Look through the data below and show every line that includes "shoulder".

RECORDED INFORMATION Start Marker

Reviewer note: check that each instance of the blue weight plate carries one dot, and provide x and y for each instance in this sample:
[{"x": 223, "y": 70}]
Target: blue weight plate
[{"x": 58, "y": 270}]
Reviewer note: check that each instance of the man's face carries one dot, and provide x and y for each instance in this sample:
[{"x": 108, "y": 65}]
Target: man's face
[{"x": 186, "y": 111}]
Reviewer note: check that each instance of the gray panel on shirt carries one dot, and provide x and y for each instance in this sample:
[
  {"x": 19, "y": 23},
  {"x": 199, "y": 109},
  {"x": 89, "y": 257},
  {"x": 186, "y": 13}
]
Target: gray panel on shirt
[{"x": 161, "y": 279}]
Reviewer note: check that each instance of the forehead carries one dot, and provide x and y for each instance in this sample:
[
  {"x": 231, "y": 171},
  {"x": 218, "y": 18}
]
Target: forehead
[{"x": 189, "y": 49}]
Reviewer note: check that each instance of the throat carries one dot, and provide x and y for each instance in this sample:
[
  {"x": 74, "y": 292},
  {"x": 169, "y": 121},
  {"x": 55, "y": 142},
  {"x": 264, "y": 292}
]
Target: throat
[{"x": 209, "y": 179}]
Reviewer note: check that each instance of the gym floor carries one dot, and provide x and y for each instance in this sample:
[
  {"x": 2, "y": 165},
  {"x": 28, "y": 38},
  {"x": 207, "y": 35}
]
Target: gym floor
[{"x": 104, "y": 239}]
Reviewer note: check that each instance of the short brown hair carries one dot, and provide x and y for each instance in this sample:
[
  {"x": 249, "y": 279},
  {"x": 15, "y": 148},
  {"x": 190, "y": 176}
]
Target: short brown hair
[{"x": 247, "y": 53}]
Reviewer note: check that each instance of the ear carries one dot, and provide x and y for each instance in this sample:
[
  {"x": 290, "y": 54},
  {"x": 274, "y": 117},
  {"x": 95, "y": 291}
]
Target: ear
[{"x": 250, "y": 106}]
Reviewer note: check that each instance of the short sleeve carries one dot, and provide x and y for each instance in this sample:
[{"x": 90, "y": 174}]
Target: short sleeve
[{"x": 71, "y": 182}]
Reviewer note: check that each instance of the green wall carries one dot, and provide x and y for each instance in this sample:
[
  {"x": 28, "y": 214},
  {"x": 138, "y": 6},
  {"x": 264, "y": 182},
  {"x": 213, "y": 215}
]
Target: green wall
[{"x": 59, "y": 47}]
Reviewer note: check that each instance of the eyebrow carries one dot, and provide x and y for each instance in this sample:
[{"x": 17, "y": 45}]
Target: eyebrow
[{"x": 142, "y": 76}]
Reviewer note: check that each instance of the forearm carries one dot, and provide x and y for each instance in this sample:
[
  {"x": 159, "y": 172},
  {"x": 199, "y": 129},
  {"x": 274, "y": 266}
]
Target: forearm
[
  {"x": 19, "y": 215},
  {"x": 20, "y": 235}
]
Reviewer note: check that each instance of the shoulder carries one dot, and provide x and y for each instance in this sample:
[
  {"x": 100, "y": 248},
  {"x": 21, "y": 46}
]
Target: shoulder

RECORDED INFORMATION End Marker

SOLUTION TO THE PROBLEM =
Reviewer note: check that each instance of the shoulder carries one dot, and provide x and y for each instance in this sample:
Target: shoulder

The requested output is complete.